By Andrew Bansal
Los Angeles-based extreme metal trio Harassor have been the city’s epitome of subversive music for the past dozen years, and continuing on with their destructive, unrelenting brand of musicianship, they recently released their new full-length album ‘Into Unknown Depths’, a record that justifies its title and reaches further than Harassor have ever done before. On July 17th, they put on a typically skullcrushing performance at Complex in Glendale, for a show featuring a four-pronged lineup of great bands put together by Church Of The 8th Day and Thee Static Age. Before the show, I sat down with all three members of Harassor, namely Pete Majors (vocals), James L Brown III (guitar) and Sandor GF (drums) for a detailed chat. Read the conversation below.
It’s good to sit down and talk to you guys. Your new album ‘Into Unknown Depths’ came out a couple of months ago and sounds fantastic. How long did it take you to work on the album and finish it?
Pete: Very, very long. Almost exactly two years ago was when we tracked this record for guitars and drums. It was not until early 2013 that I would sneak into the studio on different nights to do the vocals for it, and then shortly after, we had some mixing sessions and were trying to get it done for hopes of a late 2013 release. But then by the time it was ready to be delivered, it was on a schedule for this year. It was still nice that Dais Records was down to do it, because after that long to take to make a record, we were not sure if they were still going to put it out (laughs).
Sandor: It was definitely very extended with fragmented sessions for the record. The drums were recorded in one or two takes, and same with the guitars I believe, in a few meetings. So it was one of those deals where we were able to record for a cheaper rate even though this is our first recording done in a proper studio with real production and a producer. But we did it on a budget with the help of friends, so little by little we finally got it done. It was kind of a smooth going but very delayed.
James: I want to add too, we were working on three releases at the same time.
Pete: Yeah, a couple of the releases came up after we had taken on the endeavor of doing the new record. The Glass Coffin split release was something we had already planned and we were kind of on the schedule for that, unlike anything we’ve done before (laughs), and then we got an opportunity from a friend, the comic book artist Ed Lujay to do that split with Author & Punisher. So literally then we were in the midst of finishing up the split with Glass Coffin and finalizing layout and artwork for the Harassor full-length on Dais Records. So all three releases ended up coming out in about a five-week period.
Sandor: And that’s not atypical for Harassor because we’re all working on different projects at all times. It just turned out that three Harassor projects were layered on top of each other. Besides, there’s James and Pete’s duo side project Dargar, James’ solo project Moonknight and my solo project Lord Time. So we’re always working on all of these and just shuffling it constantly. It’s chaotic but it’s just pure creativity.

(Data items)
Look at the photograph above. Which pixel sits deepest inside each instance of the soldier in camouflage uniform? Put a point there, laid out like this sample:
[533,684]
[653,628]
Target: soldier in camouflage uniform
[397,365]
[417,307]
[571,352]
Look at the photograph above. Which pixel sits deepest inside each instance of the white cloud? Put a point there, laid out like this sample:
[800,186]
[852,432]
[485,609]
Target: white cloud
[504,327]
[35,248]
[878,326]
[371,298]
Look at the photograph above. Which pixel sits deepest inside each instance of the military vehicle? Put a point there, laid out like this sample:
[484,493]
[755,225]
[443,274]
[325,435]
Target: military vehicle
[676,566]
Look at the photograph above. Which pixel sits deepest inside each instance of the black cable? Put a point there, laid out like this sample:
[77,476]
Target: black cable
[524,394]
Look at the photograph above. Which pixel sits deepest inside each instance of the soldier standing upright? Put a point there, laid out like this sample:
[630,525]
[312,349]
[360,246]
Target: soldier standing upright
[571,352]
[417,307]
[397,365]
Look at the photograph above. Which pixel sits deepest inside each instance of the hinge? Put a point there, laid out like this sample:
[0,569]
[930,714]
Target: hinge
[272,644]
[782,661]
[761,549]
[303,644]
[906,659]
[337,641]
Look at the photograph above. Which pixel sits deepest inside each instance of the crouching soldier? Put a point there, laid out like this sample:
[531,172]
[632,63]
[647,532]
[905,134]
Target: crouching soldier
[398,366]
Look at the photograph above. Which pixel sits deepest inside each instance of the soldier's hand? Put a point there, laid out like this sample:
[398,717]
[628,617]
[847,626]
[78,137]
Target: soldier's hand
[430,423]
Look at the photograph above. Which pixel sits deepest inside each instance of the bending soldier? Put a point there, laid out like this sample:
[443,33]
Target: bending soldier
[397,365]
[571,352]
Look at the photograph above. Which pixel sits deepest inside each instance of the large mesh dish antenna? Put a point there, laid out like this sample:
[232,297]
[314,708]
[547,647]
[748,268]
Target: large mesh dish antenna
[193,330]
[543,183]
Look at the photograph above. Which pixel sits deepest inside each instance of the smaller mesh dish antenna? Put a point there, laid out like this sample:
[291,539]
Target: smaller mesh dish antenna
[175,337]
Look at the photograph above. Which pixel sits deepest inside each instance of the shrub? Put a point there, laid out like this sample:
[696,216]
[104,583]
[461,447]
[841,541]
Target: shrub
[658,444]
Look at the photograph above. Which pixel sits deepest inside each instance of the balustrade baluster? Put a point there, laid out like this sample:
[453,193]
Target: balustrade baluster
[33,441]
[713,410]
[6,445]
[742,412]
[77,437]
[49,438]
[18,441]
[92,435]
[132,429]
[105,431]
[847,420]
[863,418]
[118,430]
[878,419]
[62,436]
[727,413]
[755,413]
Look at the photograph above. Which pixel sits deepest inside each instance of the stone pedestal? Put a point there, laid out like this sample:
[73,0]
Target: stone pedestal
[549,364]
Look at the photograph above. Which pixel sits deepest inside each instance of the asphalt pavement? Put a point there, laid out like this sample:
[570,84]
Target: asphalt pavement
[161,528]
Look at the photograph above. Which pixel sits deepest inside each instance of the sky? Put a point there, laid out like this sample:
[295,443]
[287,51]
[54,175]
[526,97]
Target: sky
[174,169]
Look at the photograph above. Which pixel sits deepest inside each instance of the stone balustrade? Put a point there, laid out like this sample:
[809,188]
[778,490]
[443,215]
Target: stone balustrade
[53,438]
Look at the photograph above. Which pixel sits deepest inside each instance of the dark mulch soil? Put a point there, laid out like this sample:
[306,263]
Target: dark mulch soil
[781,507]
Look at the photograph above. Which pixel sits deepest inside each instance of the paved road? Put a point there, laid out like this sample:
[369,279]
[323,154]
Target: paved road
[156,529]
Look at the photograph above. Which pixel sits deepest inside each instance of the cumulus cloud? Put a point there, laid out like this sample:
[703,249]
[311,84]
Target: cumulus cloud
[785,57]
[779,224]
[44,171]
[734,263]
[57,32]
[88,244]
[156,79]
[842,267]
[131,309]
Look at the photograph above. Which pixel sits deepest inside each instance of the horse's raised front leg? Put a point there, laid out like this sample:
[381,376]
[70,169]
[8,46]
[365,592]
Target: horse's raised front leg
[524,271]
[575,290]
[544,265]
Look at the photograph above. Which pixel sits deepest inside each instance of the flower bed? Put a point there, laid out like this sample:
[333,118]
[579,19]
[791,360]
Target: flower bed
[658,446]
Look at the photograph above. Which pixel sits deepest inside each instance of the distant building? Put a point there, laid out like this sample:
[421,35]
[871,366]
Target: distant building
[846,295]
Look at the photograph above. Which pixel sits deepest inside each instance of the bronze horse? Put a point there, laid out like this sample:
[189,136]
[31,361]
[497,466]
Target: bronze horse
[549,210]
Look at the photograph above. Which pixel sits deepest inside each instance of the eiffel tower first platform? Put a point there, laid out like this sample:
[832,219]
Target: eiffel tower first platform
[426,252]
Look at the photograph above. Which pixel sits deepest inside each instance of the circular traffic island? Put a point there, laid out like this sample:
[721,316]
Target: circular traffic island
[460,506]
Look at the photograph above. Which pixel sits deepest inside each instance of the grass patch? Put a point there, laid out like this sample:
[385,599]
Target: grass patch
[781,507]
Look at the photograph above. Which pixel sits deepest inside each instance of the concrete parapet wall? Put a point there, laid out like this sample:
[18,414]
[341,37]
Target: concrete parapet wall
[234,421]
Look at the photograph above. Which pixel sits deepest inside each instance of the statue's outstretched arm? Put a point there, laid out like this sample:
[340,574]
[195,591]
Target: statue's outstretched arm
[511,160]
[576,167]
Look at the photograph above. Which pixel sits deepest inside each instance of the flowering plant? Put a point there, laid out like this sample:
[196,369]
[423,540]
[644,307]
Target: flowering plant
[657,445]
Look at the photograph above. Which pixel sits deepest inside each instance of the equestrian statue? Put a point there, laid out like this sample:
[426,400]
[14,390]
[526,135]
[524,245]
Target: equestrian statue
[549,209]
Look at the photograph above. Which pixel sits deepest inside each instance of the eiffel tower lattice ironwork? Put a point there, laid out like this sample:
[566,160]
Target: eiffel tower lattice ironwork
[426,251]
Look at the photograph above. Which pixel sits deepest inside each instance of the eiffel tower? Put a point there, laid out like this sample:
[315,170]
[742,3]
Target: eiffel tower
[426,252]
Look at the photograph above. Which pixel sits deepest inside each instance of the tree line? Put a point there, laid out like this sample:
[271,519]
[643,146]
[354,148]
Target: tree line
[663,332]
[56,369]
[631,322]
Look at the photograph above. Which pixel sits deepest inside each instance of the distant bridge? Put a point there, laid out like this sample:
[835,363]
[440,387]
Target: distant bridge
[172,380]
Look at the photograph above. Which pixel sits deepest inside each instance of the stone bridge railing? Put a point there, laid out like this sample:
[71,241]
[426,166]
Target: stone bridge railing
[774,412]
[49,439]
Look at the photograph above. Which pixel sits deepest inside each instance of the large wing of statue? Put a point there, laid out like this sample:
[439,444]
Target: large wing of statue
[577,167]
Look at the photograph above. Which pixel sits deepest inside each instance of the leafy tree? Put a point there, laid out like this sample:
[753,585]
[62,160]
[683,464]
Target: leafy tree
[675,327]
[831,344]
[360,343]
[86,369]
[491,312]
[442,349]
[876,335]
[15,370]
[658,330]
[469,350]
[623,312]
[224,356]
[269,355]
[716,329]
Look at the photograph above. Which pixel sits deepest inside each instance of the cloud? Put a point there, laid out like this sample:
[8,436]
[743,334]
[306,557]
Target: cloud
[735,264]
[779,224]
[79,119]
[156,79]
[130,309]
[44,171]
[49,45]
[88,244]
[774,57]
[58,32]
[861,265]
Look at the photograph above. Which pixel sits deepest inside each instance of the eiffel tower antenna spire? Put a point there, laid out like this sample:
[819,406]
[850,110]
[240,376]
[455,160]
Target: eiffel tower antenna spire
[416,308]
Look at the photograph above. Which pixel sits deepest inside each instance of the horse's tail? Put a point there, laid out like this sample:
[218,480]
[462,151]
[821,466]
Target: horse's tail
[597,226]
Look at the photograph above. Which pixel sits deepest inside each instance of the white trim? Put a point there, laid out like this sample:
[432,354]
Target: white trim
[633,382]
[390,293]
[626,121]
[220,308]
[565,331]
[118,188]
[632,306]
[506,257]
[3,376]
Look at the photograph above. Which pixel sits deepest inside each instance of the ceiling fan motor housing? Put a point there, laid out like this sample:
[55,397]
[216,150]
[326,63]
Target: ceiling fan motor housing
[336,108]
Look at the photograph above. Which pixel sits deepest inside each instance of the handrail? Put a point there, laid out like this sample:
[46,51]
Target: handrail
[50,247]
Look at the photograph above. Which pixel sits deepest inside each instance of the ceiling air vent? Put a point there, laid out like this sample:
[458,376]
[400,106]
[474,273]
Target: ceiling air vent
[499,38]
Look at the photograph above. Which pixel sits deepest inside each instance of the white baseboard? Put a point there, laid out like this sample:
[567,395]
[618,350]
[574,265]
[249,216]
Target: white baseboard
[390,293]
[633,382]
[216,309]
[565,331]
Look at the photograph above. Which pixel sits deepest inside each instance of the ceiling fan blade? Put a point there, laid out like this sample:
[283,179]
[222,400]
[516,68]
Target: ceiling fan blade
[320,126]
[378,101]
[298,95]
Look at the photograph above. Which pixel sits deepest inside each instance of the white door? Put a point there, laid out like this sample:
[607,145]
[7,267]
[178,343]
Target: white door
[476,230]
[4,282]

> _Actions to take_:
A. According to the Harassor interview, where did the band perform on July 17th?
B. List every member of Harassor named in the interview, with the role each one plays in the band.
C. Does each statement agree with the Harassor interview? Answer yes or no for each, and quote the words that decide it.
(i) The guitars and drums for 'Into Unknown Depths' were tracked about two years before the interview.
(ii) 'Into Unknown Depths' was the band's first recording made in a proper studio.
(iii) The three Harassor releases came out over a period of about three months.

> _Results by task_:
A. At Complex in Glendale.

B. Pete Majors (vocals), James L Brown III (guitar), Sandor GF (drums)

C.
(i) Yes: "Almost exactly two years ago was when we tracked this record for guitars and drums."
(ii) Yes: "this is our first recording done in a proper studio with real production and a producer."
(iii) No: "So all three releases ended up coming out in about a five-week period."